[Start of DATA FOR THIS EXERCISE]
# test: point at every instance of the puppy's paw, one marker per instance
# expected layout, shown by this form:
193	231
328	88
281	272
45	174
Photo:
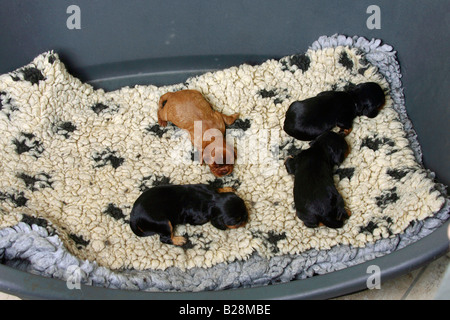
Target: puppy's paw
348	212
162	123
178	240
[End of DATA FOR THIS EXERCISE]
WHAT THIS TASK INVOLVES
Reproduce every line of the entries above word for word, omitting the pictures.

SOLUTION FOR THIS TASK
# test: point at every instance of the puppy's paw, one marker per instance
# expected layout, shown by this form:
193	231
328	88
281	272
45	174
Photo:
Target: puppy's paw
348	212
162	123
178	240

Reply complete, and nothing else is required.